TEXTABSCHNITT:
——————————
Rechts geht es hoch zum Türlmjoch, links weiter zum Großen Happ.

Und hier am Defreggerhaus, nachdem wir schon einmal für den Folgetag vorgespurt hatten. Das machte es uns am Donnerstag leichter, schneller voranzukommen.

Defreggerhaus

Das Defreggerhaus liegt auf einer Höhe von 2.963 Metern.

Am Donnerstag stand dann der Großvenediger auf dem Programm. Keine Wolke trübte den Morgenhimmel, der Mond war sogar noch zu sehen. Die Luft war klar, aber nicht zu kalt. Nachdem wir um fünf Uhr aufgebrochen waren, hatten wir das Defreggerhaus um kurz vor acht Uhr erreicht. Unser Bergführer sagte: „Zwei Drittel des Weges habt ihr nun hinter euch. Aber erst ein Viertel der Anstrengung.“ Er hatte damit nur etwas übertrieben.

Defreggerhaus

Blick von Defreggerhaus in Richtung Süden am Morgen des Aufstiegs zum Großvenediger.
——————————
ZU ERLEDIGENDE AUFGABEN:
**a)** Auf welcher Höhe liegt das Defreggerhaus laut Textabschnitt?
**b)** Nenne alle Berg- und Ortsnamen, die im Textabschnitt vorkommen.
**c)** Übersetze den Satz „Keine Wolke trübte den Morgenhimmel, der Mond war sogar noch zu sehen.“ aus dem Textabschnitt ins Englische.
Die Einträge stammen aus einer anderen Quelle.

(Quelleinträge)
——————————
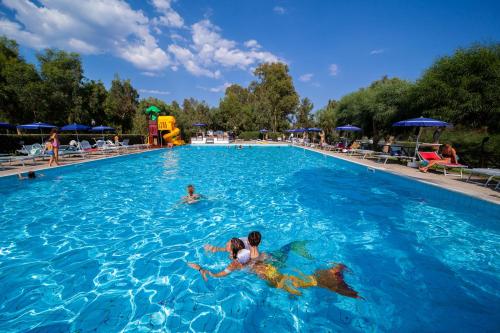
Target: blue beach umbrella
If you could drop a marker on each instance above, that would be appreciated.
(36, 126)
(313, 129)
(6, 125)
(102, 129)
(75, 127)
(421, 122)
(349, 128)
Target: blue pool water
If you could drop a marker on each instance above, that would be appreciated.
(103, 246)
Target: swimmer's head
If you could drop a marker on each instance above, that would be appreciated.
(235, 245)
(244, 256)
(254, 238)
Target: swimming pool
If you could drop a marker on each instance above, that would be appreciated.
(103, 246)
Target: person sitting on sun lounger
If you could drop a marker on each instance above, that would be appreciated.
(449, 156)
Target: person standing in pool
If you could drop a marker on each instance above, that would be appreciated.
(191, 197)
(49, 149)
(55, 145)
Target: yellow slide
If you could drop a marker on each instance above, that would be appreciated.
(167, 123)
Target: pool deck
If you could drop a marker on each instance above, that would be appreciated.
(39, 165)
(451, 182)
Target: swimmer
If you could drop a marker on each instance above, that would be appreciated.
(239, 258)
(191, 197)
(30, 175)
(278, 257)
(251, 243)
(331, 279)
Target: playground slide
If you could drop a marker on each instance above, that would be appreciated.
(172, 137)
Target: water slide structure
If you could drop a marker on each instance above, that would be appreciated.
(164, 127)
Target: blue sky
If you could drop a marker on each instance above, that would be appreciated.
(195, 48)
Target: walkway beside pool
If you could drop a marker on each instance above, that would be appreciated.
(15, 169)
(451, 182)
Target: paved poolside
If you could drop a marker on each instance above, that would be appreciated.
(451, 182)
(437, 178)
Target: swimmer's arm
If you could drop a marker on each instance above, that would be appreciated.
(232, 266)
(211, 248)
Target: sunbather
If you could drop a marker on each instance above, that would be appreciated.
(449, 156)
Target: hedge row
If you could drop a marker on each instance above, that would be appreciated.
(10, 142)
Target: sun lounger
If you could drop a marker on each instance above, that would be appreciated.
(15, 159)
(490, 173)
(430, 156)
(387, 157)
(361, 152)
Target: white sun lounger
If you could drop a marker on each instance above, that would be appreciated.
(491, 173)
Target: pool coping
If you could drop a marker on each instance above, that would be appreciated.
(471, 192)
(37, 168)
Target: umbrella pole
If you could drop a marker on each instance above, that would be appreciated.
(418, 138)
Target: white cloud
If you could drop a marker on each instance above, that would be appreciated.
(170, 18)
(252, 44)
(218, 89)
(279, 10)
(208, 50)
(306, 77)
(334, 69)
(377, 51)
(88, 27)
(154, 92)
(113, 27)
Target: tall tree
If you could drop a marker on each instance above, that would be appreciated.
(463, 88)
(21, 96)
(121, 103)
(304, 116)
(62, 75)
(275, 95)
(93, 95)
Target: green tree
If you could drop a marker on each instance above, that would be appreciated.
(275, 95)
(93, 95)
(21, 96)
(62, 75)
(304, 117)
(463, 88)
(326, 119)
(121, 103)
(236, 110)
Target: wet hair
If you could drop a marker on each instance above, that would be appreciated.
(236, 245)
(254, 238)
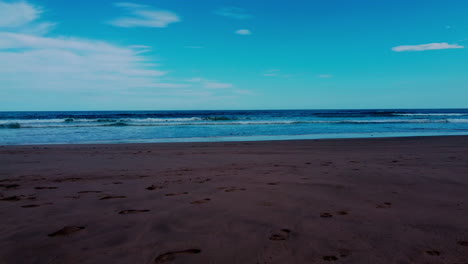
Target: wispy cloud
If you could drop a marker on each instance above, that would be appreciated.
(272, 72)
(20, 17)
(430, 46)
(325, 76)
(233, 12)
(243, 32)
(58, 63)
(144, 16)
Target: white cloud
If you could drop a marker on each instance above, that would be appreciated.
(17, 14)
(19, 17)
(430, 46)
(243, 32)
(233, 12)
(210, 84)
(144, 16)
(325, 76)
(90, 71)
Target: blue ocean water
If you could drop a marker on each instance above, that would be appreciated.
(20, 128)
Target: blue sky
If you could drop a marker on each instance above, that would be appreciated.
(217, 54)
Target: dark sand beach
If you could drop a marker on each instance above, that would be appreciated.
(390, 200)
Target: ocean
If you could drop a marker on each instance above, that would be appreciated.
(24, 128)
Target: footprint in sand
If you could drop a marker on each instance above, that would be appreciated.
(73, 197)
(344, 252)
(34, 205)
(203, 181)
(281, 236)
(154, 187)
(326, 215)
(68, 230)
(112, 197)
(46, 188)
(133, 211)
(384, 205)
(201, 201)
(330, 258)
(9, 186)
(90, 192)
(170, 256)
(11, 199)
(175, 194)
(433, 252)
(231, 189)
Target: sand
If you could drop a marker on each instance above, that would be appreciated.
(392, 200)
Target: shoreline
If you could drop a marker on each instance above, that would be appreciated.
(235, 141)
(367, 200)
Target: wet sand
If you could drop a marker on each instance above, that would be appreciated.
(391, 200)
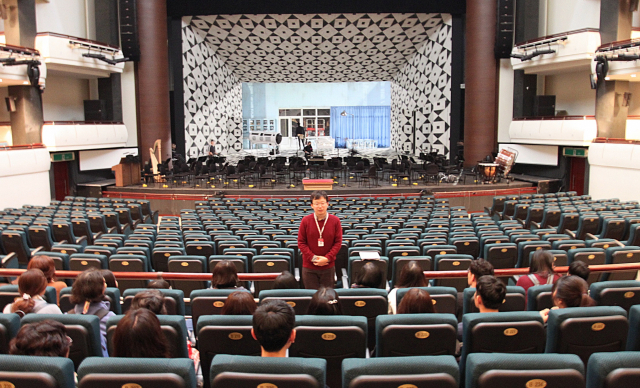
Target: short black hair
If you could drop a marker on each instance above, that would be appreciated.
(491, 290)
(319, 194)
(480, 267)
(273, 322)
(579, 268)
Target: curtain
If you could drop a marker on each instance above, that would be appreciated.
(361, 122)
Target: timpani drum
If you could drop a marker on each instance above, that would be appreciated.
(488, 171)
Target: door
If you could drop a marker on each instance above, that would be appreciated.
(61, 179)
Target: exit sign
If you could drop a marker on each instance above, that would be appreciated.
(575, 152)
(63, 156)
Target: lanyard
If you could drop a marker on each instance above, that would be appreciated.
(318, 225)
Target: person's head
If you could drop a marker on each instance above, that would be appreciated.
(370, 276)
(285, 280)
(109, 277)
(541, 262)
(273, 326)
(159, 284)
(325, 302)
(45, 338)
(319, 203)
(45, 264)
(139, 334)
(571, 291)
(490, 293)
(416, 301)
(88, 287)
(580, 269)
(31, 283)
(239, 303)
(225, 275)
(152, 300)
(411, 275)
(478, 268)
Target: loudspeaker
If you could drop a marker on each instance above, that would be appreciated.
(544, 106)
(95, 110)
(129, 30)
(504, 28)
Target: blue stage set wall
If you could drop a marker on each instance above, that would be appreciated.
(264, 100)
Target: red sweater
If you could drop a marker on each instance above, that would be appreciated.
(308, 240)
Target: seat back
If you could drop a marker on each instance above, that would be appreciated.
(9, 326)
(333, 338)
(224, 334)
(364, 302)
(523, 370)
(416, 335)
(586, 330)
(614, 369)
(36, 371)
(245, 371)
(137, 372)
(623, 293)
(413, 371)
(174, 328)
(84, 330)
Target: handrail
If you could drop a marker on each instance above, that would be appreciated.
(273, 275)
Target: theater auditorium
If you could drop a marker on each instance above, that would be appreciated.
(351, 193)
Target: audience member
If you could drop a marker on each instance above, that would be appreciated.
(239, 303)
(370, 276)
(540, 271)
(110, 278)
(273, 328)
(87, 294)
(284, 281)
(139, 335)
(416, 301)
(490, 293)
(152, 300)
(580, 269)
(411, 275)
(159, 284)
(47, 266)
(477, 268)
(569, 291)
(31, 285)
(225, 276)
(45, 338)
(325, 302)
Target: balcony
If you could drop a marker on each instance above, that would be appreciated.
(63, 54)
(573, 51)
(558, 130)
(83, 135)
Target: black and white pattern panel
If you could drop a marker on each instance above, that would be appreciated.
(212, 97)
(315, 47)
(423, 86)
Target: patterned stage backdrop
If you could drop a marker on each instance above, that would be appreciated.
(424, 85)
(413, 51)
(212, 97)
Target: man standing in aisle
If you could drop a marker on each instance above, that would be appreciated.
(319, 240)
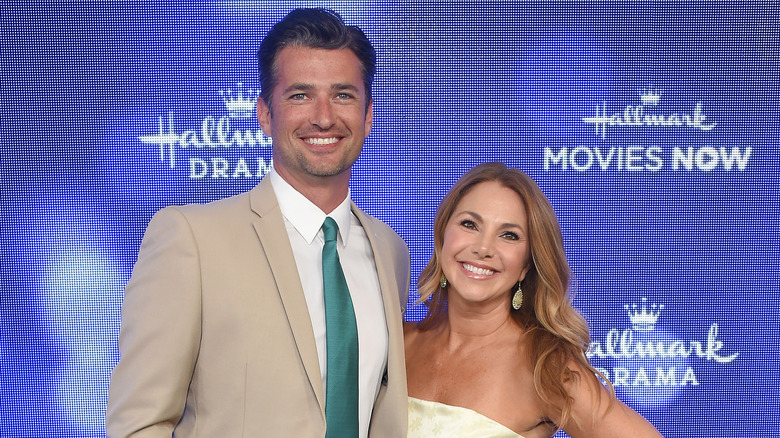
——————————
LÖSUNGEN:
**a)** Auf einer Höhe von 2.963 Metern.

**b)** Türlmjoch, Großer Happ, Defreggerhaus, Großvenediger

**c)** Not a cloud marred the morning sky; the moon was even still visible.